La stessa pittura dovrebbe essere un percorso del personaggio: i suoi studi, i suoi quadri, la sua ricerca figurativa, dovrebbe essere un sottotesto del suo sviluppo, della sua identità in evoluzione. Invece le ampie descrizioni dei suoi lavori, delle sue tecniche, delle sue esposizioni, non si integrano mai nel racconto, facendone quasi delle isole narrative, spesso noiose, sempre irrelate.

Insomma, certo non è un Harmony. Ne ha però molte movenze anche stilistiche, nella ricerca di un linguaggio forse troppo immaginoso, e un po’ stucchevole e pretenzioso nelle sue ventate liriche. L’amore che provava per lui, pensò, non era che un altro piccolo disegno di dolore e di felicità. L’amore che provava per lui era come un respiro sul vetro.
E l’esperimento di narratologia a cui avevo accennato, l’addebito alla traduttrice.

In questi casi si suol dire, “È un’opera prima”.

venerdì 27 gennaio 2012

Esperimento di esame di narratologia

Nella quarta facciata di un romanzo la cui scheda è in preparazione, mi imbatto in questo capoverso. Leggo e rileggo, e qualcosa non funziona.

Per una settimana ebbi la sensazione di essere saltata oltre una barriera di vetro, che ogni piccolo pezzetto del mio essere fosse ferito, o rotto, o pesto. Vagai come una rimbambita per Barcellona la mattina presto: i negozi che alzavano le saracinesche all’ora di apertura, i bambini che andavano a scuola. Notai la luce grigio-azzurra che addolciva la pietra. Giunsi in un angolo, questo angolo, l’angolo da cui sto guardando ora, e vidi una donna grassa con i capelli neri con la permanente che mi fissava da un balcone. L’insegna diceva «Pensión», al che le mandai una voce, indicando la mia valigia. Mi fece cenno con le mani di aspettare e subito il piccoletto, suo marito, scese di corsa per portare la valigia al primo piano. Le diedi il mio passaporto, e lei mi condusse in questa stanza.

-------------------------

## Cosa farai:
Nell'estratto selezionato, quale parola riportava l'insegna vista all'angolo di Barcellona?

## Un blocco di dati:
-------------------------

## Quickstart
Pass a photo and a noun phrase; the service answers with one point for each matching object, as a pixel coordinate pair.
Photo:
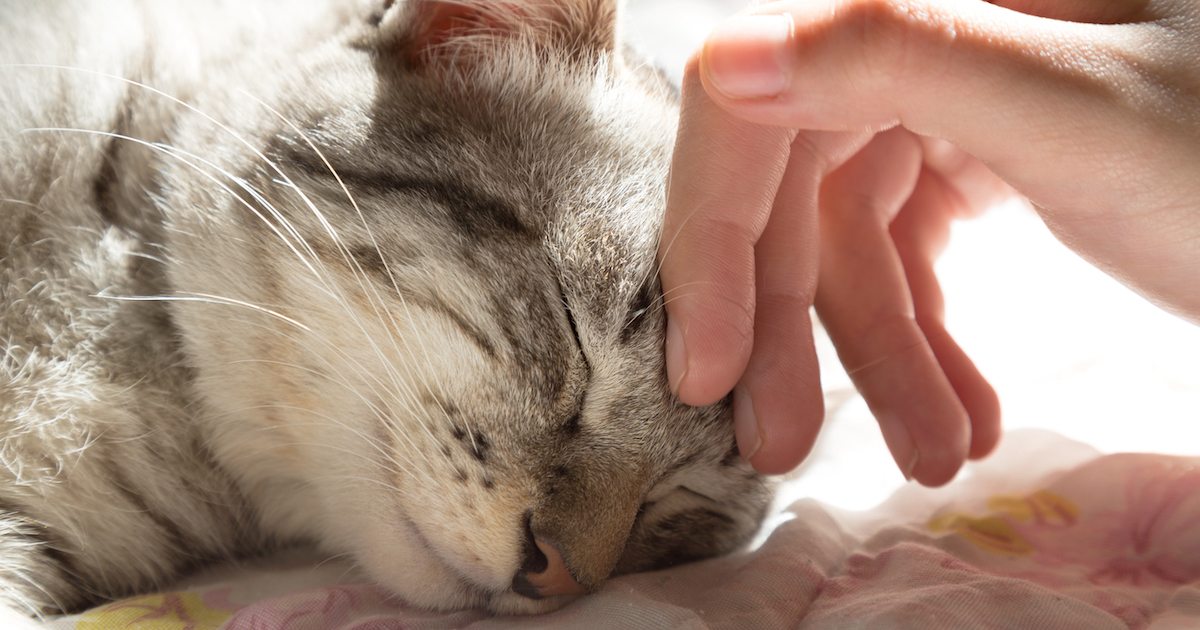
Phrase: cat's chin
(514, 604)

-------------------------

## Risposta attesa:
«Pensión»